§ Given instruction: From the records below, give back everything from the line containing "Task: tag every instance of the broad" down to the line containing "Target: broad leaf blade", word for word and with both of those lines included.

§ Records provided:
*****

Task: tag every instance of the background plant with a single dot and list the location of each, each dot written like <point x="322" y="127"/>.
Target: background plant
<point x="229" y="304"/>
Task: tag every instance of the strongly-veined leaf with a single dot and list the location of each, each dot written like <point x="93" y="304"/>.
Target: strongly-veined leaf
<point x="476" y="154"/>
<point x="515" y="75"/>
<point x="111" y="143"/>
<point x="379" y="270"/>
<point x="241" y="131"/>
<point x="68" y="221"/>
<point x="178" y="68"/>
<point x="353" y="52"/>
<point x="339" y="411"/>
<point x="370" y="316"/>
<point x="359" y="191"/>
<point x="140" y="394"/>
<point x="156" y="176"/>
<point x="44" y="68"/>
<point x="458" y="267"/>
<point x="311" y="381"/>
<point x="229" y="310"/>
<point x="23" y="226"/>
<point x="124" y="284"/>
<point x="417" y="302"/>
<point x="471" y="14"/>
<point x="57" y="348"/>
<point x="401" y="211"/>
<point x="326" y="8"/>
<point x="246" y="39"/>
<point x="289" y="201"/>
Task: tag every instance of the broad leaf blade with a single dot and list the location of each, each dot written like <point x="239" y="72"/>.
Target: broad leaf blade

*****

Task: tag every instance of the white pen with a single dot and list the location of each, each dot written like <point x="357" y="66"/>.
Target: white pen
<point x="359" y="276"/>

*****

§ Solution to the exercise:
Task: tag every instance of the broad leaf blade with a single dot and list the location of each, each dot written like <point x="239" y="72"/>.
Target: broad leaf blade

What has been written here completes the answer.